(Excerpt provided):
═══
Bush: 'Get prepared'
Emergency shelters were opened in the low-lying Keys, and state officials were working to find out how many gas stations were equipped with generators. Officials say they're preparing for a Category 2 storm.
By STEVE BOUSQUET
Published August 28, 2006
TALLAHASSEE -- Gov. Jeb Bush urged people in South Florida and the Keys to prepare for the season’s first hurricane Tuesday, and state emergency officials said they are preparing for a Category 2 storm with heavy rains and storm surges.
“Get prepared,” said Bush, who has patiently guided storm-weary Floridians through eight major hurricanes over the past two years. “We’re planning for a Cat 2 storm.”
Emergency shelters were opened in the low-lying Keys, and state officials were working to find out how many gas stations were equipped with generators to keep fuel flowing after power goes out.
Bush cautioned residents not to treat Ernesto lightly just because it was still classified as a tropical storm as it moved over Cuba at midday Monday.
He noted that Hurricane Katrina was “only” a Category 1 when it passed over the Florida peninsula last Aug. 25 before it strengthened over the Gulf into a storm that devastated the Gulf Coast as a Category 3.
Bush urged people to immediately complete preparations to have emergency supplies for 72 hours after the storm passes.
There was mass confusion and intense criticism last August after Hurricane Wilma crashed ashore in South Florida. While there were problems with the state getting necessities to distribution points, Bush said too many people in harm’s way didn’t stock up on 72 hours’ worth of provisions as they should have.
Bush said he was confident that residents of South Florida would react differently this time.
“Human nature is a wondrous thing,” Bush said. “Wilma created a lot of hardship and suffering, and I think people are very sensitized in South Florida to these storms.”
Bush said it was too soon to say whether the impending storm would force a rescheduling of a statewide primary election scheduled for next Tuesday.
“My expectation is that the election will go off,” Bush said. “There could be some impact on early voting.”
The governor usually has swift and sure opinions about how people should react in the path of a storm. But he said he had no opinion on whether Florida’s NBC-TV affiliates should proceed with prime-time debates on Monday and Tuesday nights involving the major candidates for governor.
“I don’t know,” Bush said. “I’m speechless right now.”
Bush cancelled a planned trip to New York City Monday to stay home and oversee hurricane preparations.
He had been scheduled to meet with Wall Street experts on the state’s catastrophic insurance fund and with New York City Mayor Michael Bloomberg on the federal No Child Left Behind education law.
═══
Rows from a data source
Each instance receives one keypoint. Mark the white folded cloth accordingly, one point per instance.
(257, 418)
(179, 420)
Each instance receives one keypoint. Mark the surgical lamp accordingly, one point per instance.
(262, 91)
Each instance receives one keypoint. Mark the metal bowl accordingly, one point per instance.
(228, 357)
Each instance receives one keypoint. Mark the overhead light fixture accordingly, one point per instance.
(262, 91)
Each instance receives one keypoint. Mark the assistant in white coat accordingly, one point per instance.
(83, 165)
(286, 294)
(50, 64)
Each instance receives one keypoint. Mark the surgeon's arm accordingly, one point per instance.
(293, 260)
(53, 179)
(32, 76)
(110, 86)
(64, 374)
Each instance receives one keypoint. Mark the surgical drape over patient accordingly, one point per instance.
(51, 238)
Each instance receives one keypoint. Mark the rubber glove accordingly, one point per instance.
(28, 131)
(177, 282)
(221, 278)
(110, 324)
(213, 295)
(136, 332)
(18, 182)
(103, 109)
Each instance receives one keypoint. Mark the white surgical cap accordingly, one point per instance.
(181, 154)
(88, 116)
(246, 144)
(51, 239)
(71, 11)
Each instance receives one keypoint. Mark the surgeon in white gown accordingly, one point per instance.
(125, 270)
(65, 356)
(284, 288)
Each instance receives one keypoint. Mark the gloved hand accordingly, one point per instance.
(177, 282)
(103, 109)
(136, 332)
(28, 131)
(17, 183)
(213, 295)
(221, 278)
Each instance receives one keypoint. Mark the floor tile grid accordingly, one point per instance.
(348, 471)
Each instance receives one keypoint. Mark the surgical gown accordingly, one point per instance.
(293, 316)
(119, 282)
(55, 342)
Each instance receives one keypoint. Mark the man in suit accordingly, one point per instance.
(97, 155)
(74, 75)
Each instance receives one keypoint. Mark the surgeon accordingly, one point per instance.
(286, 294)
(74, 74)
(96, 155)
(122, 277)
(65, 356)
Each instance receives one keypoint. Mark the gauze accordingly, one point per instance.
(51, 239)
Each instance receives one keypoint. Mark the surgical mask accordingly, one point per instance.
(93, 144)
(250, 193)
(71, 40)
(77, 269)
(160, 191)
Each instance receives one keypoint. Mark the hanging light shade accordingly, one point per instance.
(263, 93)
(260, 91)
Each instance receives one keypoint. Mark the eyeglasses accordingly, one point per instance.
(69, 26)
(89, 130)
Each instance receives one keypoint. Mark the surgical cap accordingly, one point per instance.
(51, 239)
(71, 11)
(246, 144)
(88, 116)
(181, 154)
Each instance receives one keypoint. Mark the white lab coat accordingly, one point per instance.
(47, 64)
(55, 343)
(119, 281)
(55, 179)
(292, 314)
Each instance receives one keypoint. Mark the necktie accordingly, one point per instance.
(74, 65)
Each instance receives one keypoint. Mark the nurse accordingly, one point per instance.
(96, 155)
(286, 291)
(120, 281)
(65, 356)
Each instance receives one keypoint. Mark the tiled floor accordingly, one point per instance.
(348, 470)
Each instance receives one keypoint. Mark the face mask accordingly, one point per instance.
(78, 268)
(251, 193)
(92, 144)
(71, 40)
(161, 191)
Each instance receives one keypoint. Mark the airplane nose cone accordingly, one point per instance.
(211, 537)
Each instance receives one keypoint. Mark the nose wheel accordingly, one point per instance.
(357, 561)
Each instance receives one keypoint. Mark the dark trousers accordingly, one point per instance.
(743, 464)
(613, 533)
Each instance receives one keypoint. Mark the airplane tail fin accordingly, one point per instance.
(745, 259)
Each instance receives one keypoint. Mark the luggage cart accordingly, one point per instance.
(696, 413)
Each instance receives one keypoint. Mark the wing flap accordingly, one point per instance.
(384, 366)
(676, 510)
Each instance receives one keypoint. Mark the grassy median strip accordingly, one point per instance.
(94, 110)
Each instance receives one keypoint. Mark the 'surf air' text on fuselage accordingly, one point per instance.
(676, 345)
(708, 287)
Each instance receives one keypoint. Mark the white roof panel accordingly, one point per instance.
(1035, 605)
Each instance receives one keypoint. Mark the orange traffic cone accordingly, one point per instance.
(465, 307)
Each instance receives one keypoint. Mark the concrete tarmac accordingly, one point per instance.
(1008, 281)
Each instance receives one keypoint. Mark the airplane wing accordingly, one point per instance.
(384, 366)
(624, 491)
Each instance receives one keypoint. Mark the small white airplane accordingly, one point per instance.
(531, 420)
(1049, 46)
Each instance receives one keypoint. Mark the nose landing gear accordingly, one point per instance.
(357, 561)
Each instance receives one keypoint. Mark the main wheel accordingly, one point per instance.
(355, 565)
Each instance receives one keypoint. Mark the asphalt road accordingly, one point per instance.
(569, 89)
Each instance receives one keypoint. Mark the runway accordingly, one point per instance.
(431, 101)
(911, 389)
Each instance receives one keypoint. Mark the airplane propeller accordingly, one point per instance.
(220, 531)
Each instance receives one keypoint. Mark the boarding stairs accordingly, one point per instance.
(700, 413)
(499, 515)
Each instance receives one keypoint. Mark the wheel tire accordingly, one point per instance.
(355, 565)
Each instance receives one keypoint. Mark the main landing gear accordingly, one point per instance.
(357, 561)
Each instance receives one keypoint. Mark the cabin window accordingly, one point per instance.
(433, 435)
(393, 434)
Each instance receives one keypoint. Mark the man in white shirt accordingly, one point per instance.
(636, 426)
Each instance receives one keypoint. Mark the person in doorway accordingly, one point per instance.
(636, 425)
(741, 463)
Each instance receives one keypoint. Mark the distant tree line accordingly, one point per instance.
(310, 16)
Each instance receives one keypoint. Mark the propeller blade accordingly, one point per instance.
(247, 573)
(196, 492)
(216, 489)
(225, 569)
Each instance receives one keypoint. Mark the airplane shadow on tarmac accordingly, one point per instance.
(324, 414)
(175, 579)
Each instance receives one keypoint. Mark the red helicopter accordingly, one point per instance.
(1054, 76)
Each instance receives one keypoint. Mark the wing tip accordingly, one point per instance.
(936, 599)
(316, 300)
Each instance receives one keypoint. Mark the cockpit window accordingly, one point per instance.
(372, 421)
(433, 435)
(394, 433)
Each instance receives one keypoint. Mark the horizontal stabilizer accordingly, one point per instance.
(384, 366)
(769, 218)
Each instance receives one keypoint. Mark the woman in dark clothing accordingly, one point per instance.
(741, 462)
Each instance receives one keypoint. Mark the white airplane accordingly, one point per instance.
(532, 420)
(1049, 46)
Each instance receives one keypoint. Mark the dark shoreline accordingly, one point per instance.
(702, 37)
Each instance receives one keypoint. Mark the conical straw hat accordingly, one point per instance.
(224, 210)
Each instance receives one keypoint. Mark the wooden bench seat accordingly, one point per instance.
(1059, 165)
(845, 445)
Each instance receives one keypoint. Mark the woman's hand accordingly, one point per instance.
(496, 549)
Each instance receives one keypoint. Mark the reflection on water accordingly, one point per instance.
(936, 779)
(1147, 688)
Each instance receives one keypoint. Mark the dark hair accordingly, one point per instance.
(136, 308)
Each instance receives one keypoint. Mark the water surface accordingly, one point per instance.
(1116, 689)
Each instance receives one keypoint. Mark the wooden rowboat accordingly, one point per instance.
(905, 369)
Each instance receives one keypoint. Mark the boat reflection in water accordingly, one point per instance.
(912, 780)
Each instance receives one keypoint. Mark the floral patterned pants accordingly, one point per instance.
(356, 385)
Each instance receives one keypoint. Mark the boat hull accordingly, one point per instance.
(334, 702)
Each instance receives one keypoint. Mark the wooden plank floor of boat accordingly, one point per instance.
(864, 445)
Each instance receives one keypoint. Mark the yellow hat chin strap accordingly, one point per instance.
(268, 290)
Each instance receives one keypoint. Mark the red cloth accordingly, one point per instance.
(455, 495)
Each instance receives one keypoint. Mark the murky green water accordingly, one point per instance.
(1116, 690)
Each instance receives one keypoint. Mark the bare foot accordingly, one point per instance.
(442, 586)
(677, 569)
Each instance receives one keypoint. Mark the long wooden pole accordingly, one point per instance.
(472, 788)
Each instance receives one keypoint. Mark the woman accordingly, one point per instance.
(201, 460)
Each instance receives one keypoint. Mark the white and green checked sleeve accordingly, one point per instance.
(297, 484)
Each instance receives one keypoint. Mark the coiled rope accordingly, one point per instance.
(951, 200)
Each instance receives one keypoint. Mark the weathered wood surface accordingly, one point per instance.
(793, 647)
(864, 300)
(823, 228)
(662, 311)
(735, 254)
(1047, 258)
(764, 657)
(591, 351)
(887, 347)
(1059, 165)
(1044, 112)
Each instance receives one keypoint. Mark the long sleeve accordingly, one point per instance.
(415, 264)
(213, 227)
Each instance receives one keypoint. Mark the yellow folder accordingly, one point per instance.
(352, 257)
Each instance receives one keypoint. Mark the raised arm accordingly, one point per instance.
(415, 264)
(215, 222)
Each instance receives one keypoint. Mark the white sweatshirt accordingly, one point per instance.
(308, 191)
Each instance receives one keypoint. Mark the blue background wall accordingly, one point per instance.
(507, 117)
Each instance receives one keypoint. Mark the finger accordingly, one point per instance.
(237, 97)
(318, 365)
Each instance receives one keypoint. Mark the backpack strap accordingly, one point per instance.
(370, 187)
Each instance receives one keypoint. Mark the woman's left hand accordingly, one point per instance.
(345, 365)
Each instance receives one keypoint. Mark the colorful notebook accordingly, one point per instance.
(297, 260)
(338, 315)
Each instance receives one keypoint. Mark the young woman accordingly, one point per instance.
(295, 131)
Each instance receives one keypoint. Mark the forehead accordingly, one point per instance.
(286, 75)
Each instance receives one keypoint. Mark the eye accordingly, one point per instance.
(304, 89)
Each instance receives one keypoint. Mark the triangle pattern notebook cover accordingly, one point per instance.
═══
(Work request 1): According to the article on hurricane preparations, why did Bush warn residents not to treat Ernesto lightly while it was still a tropical storm? Answer in one to three sentences.
(Work request 2):
Answer these questions from the article on hurricane preparations:
(a) What category of storm were state emergency officials preparing for?
(b) For how many hours after the storm passes did Bush urge people to have emergency supplies?
(c) To which city had Bush planned a trip that he cancelled?
(Work request 3):
Decide whether each statement agrees with the article on hurricane preparations. Answer yes or no, and quote the words from the article that decide it.
(a) Bush said the primary election would have to be rescheduled.
(b) Emergency shelters were opened in the Keys.
(c) Bush gave a firm opinion on whether the NBC-TV debates should go ahead.
The rows are separate material and are not part of the article on hurricane preparations.

(Written response 1): Bush pointed to Hurricane Katrina, which was "only" a Category 1 when it passed over the Florida peninsula. It then strengthened over the Gulf into a Category 3 storm that devastated the Gulf Coast.

(Written response 2):
(a) A Category 2 storm.
(b) 72 hours.
(c) New York City.

(Written response 3):
(a) No: "it was too soon to say whether the impending storm would force a rescheduling of a statewide primary election"
(b) Yes: "Emergency shelters were opened in the low-lying Keys"
(c) No: "he said he had no opinion on whether Florida’s NBC-TV affiliates should proceed with prime-time debates"